The nice thing about having a New Year's Eve
party for a bunch of old farts is that by 12:10 the last guests are leaving
and you can clean up and be in bed before 1 a.m. That probably doesn't
sound appealing to younger folks, but it sure does to me.
For many years we attended a wonderful New
Year's Eve party hosted by our friends Helen and Cap. The house was
always full of interesting people, most of the people we knew in Davis.
Because Cap is a musician, playing with a group called the
Putah Creek Crawdads (whose
oldest member is just slightly younger than my mother), there was always
lots of music, everyone sitting around the living room singing familiar old
songs.
There was a groaning board of good snacks
and, at midnight, a crab bisque to share from the big soup pots which had
been simmering on the stove.
About ten years ago, we received an
invitation to another party. This one was smaller, but all the guests
had been members of the Davis Comic Opera Company and probably are the
people we know best in Davis. We ate, drank, and played games.
The conversation was always stimulating and my favoritest thing was sitting
between Stephen Peithman, one of the smartest guys I know, and movie critic
Jim Lane, another one of the smartest guys I know and listening to them
talking movies and theater.
★ ★ ★ ★
#### Problem:
Copy the New Year's Eve party text word for word in full. The entries that come next are separate material and have no connection to the New Year's Eve text.

(Object point labels)
★ ★ ★ ★
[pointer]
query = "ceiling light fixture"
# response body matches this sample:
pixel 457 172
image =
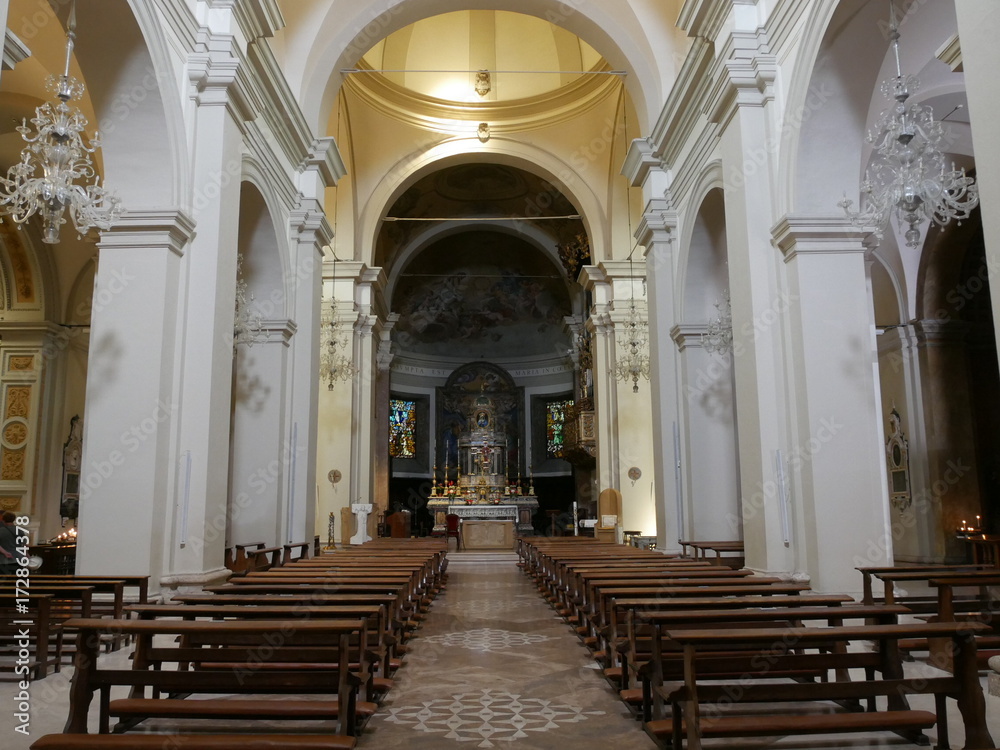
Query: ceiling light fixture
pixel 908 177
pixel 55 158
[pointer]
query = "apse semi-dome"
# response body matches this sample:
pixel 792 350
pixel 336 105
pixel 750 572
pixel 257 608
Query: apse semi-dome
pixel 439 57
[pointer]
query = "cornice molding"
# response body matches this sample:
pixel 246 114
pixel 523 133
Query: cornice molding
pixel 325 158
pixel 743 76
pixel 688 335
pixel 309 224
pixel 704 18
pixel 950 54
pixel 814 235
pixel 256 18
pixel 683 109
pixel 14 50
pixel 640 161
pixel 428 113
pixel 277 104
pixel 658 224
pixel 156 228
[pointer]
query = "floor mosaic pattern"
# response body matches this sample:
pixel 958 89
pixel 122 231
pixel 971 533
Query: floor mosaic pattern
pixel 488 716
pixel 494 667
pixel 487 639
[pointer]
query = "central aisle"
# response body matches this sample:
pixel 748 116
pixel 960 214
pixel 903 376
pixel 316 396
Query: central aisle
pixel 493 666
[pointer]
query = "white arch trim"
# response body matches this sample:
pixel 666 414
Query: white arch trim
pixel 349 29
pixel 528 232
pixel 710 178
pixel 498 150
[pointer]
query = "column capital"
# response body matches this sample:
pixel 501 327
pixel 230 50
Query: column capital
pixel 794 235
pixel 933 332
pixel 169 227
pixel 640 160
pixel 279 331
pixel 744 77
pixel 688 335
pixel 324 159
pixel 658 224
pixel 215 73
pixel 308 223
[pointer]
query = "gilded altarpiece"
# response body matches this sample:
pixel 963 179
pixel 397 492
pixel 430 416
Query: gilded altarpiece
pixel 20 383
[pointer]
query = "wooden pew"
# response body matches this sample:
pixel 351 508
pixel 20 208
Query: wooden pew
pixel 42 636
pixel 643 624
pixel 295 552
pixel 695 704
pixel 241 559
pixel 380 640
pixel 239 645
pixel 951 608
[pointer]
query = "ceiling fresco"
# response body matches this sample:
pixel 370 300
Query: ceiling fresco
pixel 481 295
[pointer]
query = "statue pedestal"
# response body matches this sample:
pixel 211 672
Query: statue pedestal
★ ★ ★ ★
#### Full answer:
The nice thing about having a New Year's Eve
party for a bunch of old farts is that by 12:10 the last guests are leaving
and you can clean up and be in bed before 1 a.m. That probably doesn't
sound appealing to younger folks, but it sure does to me.
For many years we attended a wonderful New
Year's Eve party hosted by our friends Helen and Cap. The house was
always full of interesting people, most of the people we knew in Davis.
Because Cap is a musician, playing with a group called the
Putah Creek Crawdads (whose
oldest member is just slightly younger than my mother), there was always
lots of music, everyone sitting around the living room singing familiar old
songs.
There was a groaning board of good snacks
and, at midnight, a crab bisque to share from the big soup pots which had
been simmering on the stove.
About ten years ago, we received an
invitation to another party. This one was smaller, but all the guests
had been members of the Davis Comic Opera Company and probably are the
people we know best in Davis. We ate, drank, and played games.
The conversation was always stimulating and my favoritest thing was sitting
between Stephen Peithman, one of the smartest guys I know, and movie critic
Jim Lane, another one of the smartest guys I know and listening to them
talking movies and theater.